[Begin Extracted data]

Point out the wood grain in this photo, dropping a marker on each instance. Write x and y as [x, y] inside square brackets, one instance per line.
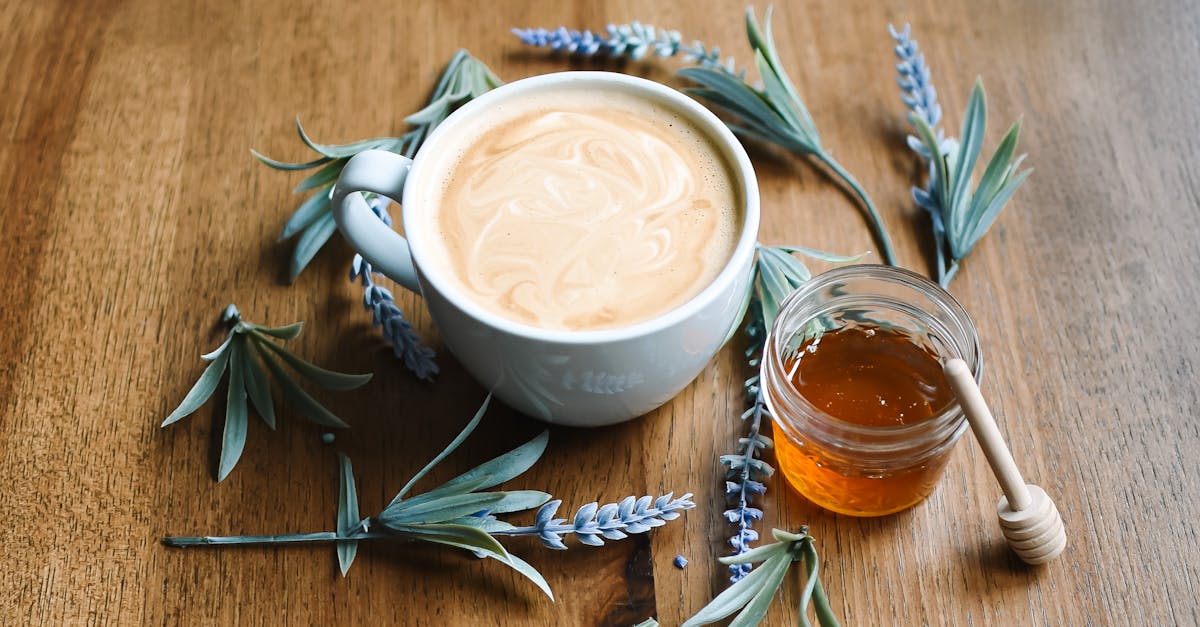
[133, 214]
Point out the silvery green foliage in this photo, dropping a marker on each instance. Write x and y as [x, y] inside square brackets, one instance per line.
[312, 222]
[461, 512]
[778, 273]
[774, 113]
[243, 354]
[635, 40]
[753, 593]
[960, 218]
[387, 315]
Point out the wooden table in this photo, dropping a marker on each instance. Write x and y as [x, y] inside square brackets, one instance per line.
[133, 213]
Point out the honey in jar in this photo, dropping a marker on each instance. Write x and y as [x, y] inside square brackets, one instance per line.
[852, 376]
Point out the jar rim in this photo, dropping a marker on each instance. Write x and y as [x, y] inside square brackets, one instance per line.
[948, 416]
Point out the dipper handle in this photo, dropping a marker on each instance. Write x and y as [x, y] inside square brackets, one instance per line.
[1027, 515]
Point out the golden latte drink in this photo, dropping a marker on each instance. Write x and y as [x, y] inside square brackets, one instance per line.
[583, 209]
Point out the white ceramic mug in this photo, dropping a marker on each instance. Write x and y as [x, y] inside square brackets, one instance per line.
[573, 377]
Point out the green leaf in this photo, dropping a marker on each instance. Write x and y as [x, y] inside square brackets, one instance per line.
[297, 396]
[796, 272]
[519, 501]
[433, 113]
[462, 536]
[525, 568]
[323, 177]
[997, 171]
[325, 378]
[347, 150]
[347, 513]
[732, 598]
[941, 169]
[502, 469]
[309, 212]
[777, 95]
[766, 42]
[203, 388]
[477, 541]
[287, 332]
[739, 99]
[257, 388]
[233, 440]
[311, 240]
[975, 123]
[282, 165]
[755, 610]
[826, 616]
[767, 304]
[442, 491]
[457, 441]
[981, 224]
[820, 255]
[437, 509]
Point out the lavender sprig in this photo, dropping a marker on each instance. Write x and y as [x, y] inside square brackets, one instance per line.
[960, 216]
[777, 274]
[594, 523]
[461, 512]
[243, 354]
[385, 314]
[634, 40]
[312, 224]
[747, 472]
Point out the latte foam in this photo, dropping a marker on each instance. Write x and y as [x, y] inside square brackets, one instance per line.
[576, 210]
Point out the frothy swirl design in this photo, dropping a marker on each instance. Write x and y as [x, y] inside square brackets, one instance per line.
[588, 219]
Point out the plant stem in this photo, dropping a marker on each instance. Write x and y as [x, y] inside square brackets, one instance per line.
[826, 616]
[288, 538]
[948, 275]
[881, 232]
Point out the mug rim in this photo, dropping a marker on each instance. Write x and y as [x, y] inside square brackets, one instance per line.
[435, 276]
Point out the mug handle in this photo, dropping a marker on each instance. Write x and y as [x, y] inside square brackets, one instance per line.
[377, 172]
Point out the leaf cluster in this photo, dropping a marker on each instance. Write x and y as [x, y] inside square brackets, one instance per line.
[245, 351]
[963, 216]
[459, 513]
[778, 273]
[773, 113]
[465, 78]
[753, 593]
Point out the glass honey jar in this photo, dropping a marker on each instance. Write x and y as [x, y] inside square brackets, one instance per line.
[852, 376]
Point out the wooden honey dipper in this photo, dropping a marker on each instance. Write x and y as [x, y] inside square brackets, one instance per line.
[1027, 517]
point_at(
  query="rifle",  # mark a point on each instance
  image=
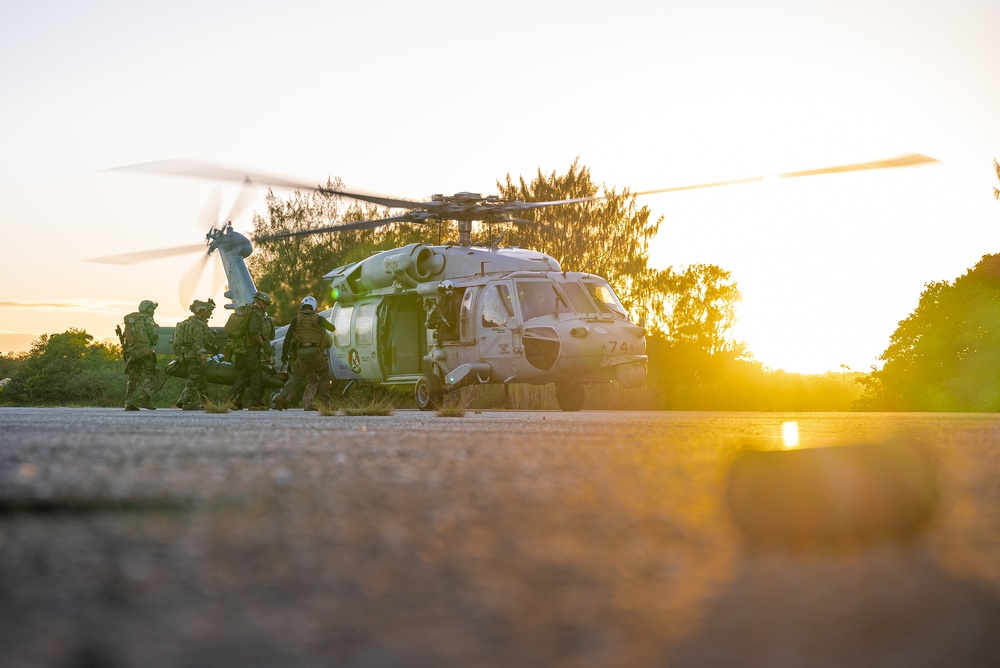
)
(121, 338)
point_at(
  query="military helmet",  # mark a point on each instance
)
(198, 305)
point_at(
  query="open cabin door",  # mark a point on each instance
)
(402, 334)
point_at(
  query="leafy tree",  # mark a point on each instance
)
(996, 191)
(68, 368)
(10, 363)
(945, 356)
(610, 236)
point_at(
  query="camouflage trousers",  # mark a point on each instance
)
(311, 366)
(249, 373)
(142, 376)
(196, 387)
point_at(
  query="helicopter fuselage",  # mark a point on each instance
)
(443, 317)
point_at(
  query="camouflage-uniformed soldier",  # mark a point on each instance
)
(197, 345)
(306, 344)
(250, 353)
(140, 336)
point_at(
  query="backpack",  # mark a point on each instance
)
(181, 336)
(236, 325)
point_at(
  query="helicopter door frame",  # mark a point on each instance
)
(495, 310)
(401, 334)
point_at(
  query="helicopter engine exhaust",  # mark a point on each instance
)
(407, 266)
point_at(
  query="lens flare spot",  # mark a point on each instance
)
(790, 434)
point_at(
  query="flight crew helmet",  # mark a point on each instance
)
(198, 305)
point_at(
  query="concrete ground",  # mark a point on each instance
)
(173, 538)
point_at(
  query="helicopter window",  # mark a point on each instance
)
(577, 297)
(364, 325)
(342, 321)
(497, 307)
(605, 298)
(466, 318)
(538, 298)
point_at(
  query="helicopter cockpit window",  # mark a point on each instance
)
(577, 297)
(538, 298)
(364, 325)
(497, 308)
(605, 298)
(342, 321)
(465, 322)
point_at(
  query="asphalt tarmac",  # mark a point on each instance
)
(170, 538)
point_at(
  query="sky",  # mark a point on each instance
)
(415, 98)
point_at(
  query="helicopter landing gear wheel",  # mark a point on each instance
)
(570, 396)
(428, 393)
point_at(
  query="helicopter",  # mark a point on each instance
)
(441, 317)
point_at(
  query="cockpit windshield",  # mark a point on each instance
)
(604, 297)
(538, 298)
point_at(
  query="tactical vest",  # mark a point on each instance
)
(308, 332)
(137, 342)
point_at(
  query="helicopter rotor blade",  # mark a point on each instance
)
(143, 256)
(247, 193)
(219, 173)
(344, 227)
(219, 277)
(902, 161)
(189, 282)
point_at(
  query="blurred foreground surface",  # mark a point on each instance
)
(173, 538)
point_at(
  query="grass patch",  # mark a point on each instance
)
(326, 409)
(373, 406)
(453, 406)
(217, 406)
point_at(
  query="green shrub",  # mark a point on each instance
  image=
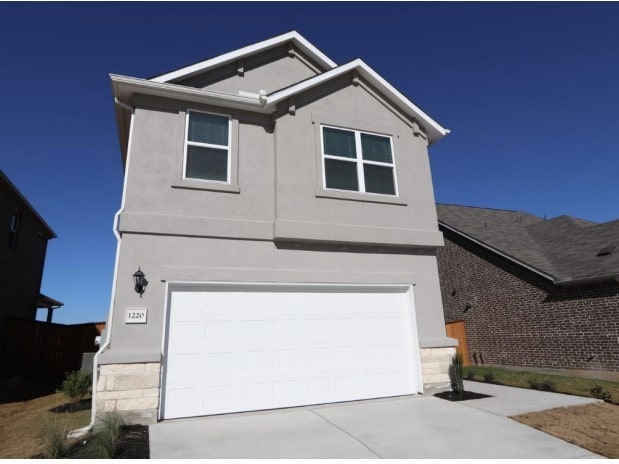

[End Extracted data]

◆ Aim of the task ◆
Locate each line of the items above that contains the string "handle", and copy those lines. Treat uppercase and lowercase letters as distinct.

◆ The answer ◆
Point out the dipper handle in this photo, dropping a marker on each instance. Write x and y as [x, y] inside square brackets, one instance per line.
Point out the mug handle in this photo, dropping a marker on each instance. Write x and y as [x, y] inside square brackets, one instance per line.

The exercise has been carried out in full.